→ **Task requirements**:
1. In the passage about Stanton, whom does Marvel call the best natural soldier the United States has ever known?
2. Return the stretch of the passage about Stanton from "Marvel acknowledges that" through "Americans’ civil rights.", copied word for word.

Marvel suggests the irony: Had the Secretary of War helped instead of hindered McClellan, the war might have ended sooner without such great loss of life and treasure. The South then would have been free to deal with slavery where it already existed. Lincoln and Stanton mistakenly rejected McClellan’s March 1862 plan to move troops by water to a point on land for an attack on Richmond. General Winfield Scott, hero of the War of 1812 and the Mexican War, whom Marvel describes as the best natural soldier the United States has ever known, thought that with adequate reinforcement, McClellan could have captured Richmond. This would have brought the conflict to an early end.
Marvel acknowledges that Stanton was a capable manager and that he wrought order out of the chaos in the War Department. He even says no one could have done a better job. But then he says that others—McClellan, for example—could have done as well, and without such reckless and needless violation of Americans’ civil rights.
Once he solidified his control over the War Department, Stanton’s thirst for power over others now had a full field for indulgence. As the biographer lasers in on that, he loses sight of the context: that the Union was fighting for its life and that Copperheads and Confederate spies posed a real danger. The Secretary persuaded a credulous President to vest him with the power to make extraordinary arrests, that is, arrests without cause and imprisonment without due process. Therefore, the government “lapsed into virtual dictatorship.”

→ **Provided data**:
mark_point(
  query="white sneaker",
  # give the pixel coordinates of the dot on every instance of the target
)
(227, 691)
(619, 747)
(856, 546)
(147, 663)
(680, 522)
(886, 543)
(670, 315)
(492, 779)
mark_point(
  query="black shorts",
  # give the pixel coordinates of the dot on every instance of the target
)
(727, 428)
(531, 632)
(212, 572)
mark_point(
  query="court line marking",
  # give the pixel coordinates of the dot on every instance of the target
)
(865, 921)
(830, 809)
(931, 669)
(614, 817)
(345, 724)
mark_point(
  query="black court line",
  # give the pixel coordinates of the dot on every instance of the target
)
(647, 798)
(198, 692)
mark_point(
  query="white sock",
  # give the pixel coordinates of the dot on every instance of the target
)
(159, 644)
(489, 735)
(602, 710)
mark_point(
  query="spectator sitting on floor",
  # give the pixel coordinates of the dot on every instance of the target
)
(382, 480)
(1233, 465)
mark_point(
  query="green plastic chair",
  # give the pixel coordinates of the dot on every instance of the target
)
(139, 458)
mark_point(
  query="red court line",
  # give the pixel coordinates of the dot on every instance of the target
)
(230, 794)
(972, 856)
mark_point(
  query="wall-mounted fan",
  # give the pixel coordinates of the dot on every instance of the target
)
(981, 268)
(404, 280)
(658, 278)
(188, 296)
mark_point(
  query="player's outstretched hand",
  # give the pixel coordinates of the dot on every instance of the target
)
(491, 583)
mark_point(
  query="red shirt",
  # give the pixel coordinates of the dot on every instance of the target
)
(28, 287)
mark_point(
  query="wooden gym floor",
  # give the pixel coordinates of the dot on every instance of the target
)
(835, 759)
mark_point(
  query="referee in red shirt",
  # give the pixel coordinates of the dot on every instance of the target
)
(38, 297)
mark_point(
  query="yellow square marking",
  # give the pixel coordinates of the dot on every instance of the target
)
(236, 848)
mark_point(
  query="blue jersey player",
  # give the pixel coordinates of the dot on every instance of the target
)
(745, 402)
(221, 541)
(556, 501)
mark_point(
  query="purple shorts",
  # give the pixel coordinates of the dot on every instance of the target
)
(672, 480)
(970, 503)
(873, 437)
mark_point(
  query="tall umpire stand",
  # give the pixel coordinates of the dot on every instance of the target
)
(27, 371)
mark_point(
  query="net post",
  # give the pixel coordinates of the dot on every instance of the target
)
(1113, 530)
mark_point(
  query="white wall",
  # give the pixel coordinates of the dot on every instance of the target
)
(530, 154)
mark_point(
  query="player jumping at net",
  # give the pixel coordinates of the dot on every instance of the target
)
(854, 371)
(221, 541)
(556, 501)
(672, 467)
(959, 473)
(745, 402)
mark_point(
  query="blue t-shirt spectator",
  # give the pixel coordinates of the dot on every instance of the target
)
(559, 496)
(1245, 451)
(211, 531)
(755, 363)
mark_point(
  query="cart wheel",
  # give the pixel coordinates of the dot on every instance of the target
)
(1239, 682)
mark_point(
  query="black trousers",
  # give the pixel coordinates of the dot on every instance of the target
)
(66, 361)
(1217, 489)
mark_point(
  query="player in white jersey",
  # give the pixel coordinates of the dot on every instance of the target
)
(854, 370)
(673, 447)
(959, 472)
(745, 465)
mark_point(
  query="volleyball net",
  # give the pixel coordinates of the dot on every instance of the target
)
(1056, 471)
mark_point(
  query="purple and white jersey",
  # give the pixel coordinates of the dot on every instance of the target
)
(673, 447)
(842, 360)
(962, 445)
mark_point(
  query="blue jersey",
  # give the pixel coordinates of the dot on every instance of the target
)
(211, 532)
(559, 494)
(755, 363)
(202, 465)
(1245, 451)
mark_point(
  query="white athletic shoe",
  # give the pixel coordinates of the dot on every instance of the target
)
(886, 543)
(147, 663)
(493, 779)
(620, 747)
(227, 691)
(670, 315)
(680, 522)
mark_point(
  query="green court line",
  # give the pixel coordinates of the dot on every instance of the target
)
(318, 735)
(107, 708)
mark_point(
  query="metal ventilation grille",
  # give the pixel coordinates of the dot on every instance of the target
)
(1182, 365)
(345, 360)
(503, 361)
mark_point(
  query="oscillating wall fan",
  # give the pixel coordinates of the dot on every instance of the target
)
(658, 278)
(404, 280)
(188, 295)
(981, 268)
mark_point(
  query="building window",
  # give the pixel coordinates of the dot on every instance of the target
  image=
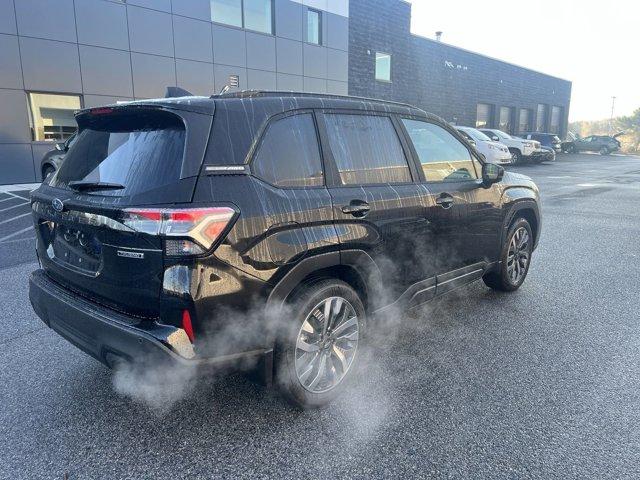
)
(505, 120)
(314, 27)
(383, 67)
(228, 12)
(254, 15)
(524, 124)
(541, 118)
(483, 115)
(556, 116)
(51, 116)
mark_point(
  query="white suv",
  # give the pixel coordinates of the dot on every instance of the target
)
(494, 152)
(520, 149)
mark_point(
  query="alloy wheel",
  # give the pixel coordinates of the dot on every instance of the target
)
(518, 255)
(326, 345)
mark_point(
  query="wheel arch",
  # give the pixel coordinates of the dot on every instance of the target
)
(527, 209)
(354, 267)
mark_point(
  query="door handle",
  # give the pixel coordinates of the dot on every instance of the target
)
(445, 201)
(357, 208)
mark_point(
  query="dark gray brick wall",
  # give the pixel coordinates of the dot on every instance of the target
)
(439, 78)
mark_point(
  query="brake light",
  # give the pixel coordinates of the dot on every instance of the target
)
(189, 231)
(187, 326)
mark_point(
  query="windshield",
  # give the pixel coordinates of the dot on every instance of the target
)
(477, 135)
(139, 153)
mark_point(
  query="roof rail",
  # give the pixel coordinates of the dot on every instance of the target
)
(272, 93)
(176, 92)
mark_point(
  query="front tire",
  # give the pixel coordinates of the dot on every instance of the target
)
(514, 259)
(318, 353)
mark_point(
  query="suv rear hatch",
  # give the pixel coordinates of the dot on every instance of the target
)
(125, 158)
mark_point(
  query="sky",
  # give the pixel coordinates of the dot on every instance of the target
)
(592, 43)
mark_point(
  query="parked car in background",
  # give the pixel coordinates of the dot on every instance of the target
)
(520, 148)
(494, 152)
(269, 238)
(52, 160)
(546, 140)
(548, 155)
(603, 144)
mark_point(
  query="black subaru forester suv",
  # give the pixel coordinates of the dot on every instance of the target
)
(267, 230)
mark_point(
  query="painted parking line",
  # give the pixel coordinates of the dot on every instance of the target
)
(15, 234)
(14, 206)
(17, 196)
(15, 218)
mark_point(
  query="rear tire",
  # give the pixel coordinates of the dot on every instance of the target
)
(514, 259)
(316, 359)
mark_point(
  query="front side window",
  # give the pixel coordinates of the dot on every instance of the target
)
(289, 155)
(254, 15)
(443, 157)
(366, 150)
(314, 27)
(383, 67)
(52, 116)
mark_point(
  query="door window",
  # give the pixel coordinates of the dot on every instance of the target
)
(366, 150)
(289, 155)
(443, 157)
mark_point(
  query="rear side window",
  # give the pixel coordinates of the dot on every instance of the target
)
(289, 155)
(443, 157)
(138, 152)
(366, 149)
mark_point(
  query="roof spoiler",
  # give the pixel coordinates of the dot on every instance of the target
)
(176, 92)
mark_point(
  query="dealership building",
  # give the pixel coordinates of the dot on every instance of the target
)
(57, 56)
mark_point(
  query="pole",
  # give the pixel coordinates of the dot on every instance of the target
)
(613, 106)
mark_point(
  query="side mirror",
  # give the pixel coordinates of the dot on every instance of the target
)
(491, 173)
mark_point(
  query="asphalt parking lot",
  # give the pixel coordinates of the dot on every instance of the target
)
(543, 383)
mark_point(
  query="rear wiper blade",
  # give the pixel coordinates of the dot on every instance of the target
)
(81, 186)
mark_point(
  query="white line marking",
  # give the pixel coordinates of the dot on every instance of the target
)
(14, 234)
(14, 218)
(17, 196)
(14, 206)
(18, 240)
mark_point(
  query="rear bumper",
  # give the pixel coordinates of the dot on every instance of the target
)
(542, 155)
(110, 336)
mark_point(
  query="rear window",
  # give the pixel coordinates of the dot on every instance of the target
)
(139, 152)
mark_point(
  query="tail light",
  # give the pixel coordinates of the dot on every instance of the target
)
(187, 326)
(188, 231)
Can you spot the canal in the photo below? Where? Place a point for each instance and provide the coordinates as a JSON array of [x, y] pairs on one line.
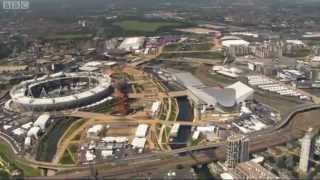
[[184, 134]]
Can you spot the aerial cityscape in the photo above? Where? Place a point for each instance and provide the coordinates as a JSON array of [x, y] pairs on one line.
[[160, 89]]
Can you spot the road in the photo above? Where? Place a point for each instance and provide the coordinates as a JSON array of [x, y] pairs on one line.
[[211, 152], [195, 60], [205, 153]]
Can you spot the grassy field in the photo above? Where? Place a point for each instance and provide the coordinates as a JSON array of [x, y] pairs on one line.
[[189, 47], [70, 36], [145, 26], [201, 55], [48, 144], [74, 127], [7, 155], [66, 158]]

→ **Answers per task**:
1. General Winfield Scott

2.
Marvel acknowledges that Stanton was a capable manager and that he wrought order out of the chaos in the War Department. He even says no one could have done a better job. But then he says that others—McClellan, for example—could have done as well, and without such reckless and needless violation of Americans’ civil rights.